▶ _PROBLEM TO SOLVE_:
The lines of the records that include "number" should all be copied.

[Records from a data source]
********************
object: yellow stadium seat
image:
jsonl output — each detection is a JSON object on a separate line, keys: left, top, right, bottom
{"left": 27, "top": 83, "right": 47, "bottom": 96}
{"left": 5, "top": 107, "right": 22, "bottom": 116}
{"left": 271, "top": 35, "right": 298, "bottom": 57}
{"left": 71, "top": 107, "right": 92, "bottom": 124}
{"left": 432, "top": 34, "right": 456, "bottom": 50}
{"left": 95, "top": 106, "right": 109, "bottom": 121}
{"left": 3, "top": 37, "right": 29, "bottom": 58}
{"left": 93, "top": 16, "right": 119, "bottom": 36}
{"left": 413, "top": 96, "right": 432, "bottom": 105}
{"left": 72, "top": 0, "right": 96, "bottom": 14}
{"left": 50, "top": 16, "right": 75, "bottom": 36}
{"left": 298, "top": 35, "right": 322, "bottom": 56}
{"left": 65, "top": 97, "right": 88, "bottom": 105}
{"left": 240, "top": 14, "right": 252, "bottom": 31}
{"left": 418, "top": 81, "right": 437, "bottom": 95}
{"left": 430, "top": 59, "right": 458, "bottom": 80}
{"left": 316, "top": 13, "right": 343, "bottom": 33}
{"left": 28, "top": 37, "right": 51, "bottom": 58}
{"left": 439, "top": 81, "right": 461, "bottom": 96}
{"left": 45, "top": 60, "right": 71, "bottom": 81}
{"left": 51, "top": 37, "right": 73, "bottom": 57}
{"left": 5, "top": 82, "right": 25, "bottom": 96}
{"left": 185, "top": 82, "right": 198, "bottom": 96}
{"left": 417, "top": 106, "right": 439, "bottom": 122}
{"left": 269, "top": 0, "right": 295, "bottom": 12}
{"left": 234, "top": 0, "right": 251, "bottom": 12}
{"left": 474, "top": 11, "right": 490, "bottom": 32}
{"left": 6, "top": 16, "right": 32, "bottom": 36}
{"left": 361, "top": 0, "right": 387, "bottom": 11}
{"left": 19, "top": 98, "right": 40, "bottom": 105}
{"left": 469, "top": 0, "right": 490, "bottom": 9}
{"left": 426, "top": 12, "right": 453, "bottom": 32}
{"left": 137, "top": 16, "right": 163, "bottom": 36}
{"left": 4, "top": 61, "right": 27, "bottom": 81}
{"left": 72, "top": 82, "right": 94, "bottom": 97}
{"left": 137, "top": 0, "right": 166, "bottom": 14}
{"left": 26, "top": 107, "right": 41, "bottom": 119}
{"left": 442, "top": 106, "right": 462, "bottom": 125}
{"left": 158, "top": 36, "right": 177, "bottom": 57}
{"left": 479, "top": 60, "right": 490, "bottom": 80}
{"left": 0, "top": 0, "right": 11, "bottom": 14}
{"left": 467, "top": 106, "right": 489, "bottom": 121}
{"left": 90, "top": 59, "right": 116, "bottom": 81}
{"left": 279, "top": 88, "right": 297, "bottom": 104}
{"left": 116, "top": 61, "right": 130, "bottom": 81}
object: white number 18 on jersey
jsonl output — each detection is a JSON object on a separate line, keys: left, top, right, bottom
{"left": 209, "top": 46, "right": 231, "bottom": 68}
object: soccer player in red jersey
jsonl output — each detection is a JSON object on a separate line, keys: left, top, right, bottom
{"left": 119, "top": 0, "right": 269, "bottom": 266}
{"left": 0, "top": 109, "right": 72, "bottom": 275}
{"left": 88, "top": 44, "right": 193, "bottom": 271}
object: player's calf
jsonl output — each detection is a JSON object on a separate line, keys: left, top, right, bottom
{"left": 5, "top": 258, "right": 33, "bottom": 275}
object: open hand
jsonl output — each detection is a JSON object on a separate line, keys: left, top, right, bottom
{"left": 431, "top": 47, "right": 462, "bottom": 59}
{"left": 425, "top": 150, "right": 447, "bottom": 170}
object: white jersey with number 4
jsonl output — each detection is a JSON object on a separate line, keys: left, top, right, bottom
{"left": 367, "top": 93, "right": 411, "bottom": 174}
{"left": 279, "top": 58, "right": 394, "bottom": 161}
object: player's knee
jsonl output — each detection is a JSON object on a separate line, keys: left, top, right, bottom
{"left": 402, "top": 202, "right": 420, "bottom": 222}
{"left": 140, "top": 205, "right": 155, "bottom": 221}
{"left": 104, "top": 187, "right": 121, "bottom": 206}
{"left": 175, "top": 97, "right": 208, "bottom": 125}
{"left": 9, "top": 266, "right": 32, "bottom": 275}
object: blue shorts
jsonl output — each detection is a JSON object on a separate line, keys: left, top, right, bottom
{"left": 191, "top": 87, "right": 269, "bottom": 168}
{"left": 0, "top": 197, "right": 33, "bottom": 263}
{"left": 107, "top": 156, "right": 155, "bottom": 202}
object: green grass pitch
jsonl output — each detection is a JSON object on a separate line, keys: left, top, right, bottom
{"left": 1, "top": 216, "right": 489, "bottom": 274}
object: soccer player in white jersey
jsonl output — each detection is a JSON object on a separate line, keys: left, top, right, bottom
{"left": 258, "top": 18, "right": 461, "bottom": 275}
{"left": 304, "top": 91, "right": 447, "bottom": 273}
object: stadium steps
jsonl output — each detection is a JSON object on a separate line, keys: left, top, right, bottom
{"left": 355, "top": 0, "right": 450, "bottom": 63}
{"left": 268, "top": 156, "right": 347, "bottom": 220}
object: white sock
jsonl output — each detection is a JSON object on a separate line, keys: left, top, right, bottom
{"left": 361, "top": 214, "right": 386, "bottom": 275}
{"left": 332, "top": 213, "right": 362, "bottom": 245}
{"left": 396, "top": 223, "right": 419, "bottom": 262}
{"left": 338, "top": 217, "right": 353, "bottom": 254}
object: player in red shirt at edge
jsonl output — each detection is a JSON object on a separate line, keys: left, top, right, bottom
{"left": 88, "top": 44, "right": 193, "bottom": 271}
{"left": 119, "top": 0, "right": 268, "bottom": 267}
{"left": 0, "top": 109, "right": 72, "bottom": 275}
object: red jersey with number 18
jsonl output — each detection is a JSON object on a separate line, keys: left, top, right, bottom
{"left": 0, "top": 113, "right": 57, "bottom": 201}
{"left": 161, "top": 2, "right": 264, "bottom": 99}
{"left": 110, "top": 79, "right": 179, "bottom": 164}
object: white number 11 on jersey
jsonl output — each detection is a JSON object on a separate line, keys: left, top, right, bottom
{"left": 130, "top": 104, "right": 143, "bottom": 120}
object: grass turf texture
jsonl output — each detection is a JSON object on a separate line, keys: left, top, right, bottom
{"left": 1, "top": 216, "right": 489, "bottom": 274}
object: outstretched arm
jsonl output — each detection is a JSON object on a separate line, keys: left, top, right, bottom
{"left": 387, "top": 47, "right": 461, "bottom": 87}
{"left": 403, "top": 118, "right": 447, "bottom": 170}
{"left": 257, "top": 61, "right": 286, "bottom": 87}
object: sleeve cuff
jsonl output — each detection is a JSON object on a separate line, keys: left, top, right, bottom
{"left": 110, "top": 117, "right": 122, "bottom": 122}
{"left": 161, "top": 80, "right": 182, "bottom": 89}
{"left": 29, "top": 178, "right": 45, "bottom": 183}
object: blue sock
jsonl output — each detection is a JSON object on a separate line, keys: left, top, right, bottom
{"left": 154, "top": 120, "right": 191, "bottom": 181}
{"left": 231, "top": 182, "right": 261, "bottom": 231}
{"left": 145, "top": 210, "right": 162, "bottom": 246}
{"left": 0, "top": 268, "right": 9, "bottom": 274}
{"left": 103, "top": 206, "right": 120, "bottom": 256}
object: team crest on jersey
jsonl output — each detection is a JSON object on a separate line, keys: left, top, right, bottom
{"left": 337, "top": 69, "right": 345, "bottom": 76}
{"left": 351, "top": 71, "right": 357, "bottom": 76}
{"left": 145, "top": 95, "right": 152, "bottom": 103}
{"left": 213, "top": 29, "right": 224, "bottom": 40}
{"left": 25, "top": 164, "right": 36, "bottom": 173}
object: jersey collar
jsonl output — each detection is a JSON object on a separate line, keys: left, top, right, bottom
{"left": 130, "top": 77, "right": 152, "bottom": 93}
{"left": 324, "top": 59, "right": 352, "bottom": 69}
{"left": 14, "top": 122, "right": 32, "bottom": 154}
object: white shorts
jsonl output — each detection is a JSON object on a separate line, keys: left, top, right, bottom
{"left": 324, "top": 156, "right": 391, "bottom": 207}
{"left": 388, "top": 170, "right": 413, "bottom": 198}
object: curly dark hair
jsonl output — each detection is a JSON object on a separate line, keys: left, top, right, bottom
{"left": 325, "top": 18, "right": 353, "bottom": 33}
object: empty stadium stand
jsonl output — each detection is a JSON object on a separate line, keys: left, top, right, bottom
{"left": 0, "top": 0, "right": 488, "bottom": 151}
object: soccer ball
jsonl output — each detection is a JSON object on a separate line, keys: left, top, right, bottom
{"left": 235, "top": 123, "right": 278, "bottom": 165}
********************
▶ _ANSWER BELOW_:
object: white number 18 on jersey
object: white jersey with number 4
object: red jersey with number 18
object: white number 11 on jersey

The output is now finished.